** Start Material provided **

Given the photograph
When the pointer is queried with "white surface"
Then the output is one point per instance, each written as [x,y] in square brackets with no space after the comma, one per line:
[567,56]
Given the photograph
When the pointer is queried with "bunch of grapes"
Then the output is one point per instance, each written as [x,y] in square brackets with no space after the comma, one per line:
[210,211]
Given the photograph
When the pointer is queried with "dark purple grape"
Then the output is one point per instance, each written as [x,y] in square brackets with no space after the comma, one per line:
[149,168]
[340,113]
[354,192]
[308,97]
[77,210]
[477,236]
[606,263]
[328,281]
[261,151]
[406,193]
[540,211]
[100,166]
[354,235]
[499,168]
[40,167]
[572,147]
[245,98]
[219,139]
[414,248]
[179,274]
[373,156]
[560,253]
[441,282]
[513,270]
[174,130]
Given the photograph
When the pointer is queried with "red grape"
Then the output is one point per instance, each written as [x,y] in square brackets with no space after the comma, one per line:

** End Material provided **

## Instructions for the task:
Rewrite all of the material above as a single numbered list, one line per item, with any blank lines removed.

## Solution to the problem:
1. Given the photograph
2. When the pointer is queried with "white surface"
3. Then the output is one point per instance, each written as [x,y] in square brackets with no space after the comma, one per line:
4. [567,56]
5. Given the photograph
6. When the pointer is queried with "bunch of grapes"
7. Then the output is one point per instance, each written as [x,y] in square brackets with no space after the comma, one per line:
8. [210,211]
9. Given the photograph
10. When the pointer is queried with "dark purple grape"
11. Then the output is one point per instance, each written as [x,y] in square brackets with no space after the comma, one per line:
12. [149,168]
13. [340,113]
14. [354,192]
15. [308,97]
16. [77,210]
17. [477,236]
18. [606,263]
19. [328,281]
20. [261,151]
21. [406,193]
22. [540,211]
23. [100,166]
24. [354,235]
25. [499,168]
26. [40,167]
27. [572,147]
28. [245,98]
29. [219,139]
30. [414,248]
31. [179,274]
32. [373,156]
33. [560,253]
34. [441,282]
35. [513,270]
36. [174,130]
37. Given the photograph
38. When the pointer is queried with "red grape"
39. Then the output is one point per instance, each written as [x,y] in square brackets with no space after the comma, one per line:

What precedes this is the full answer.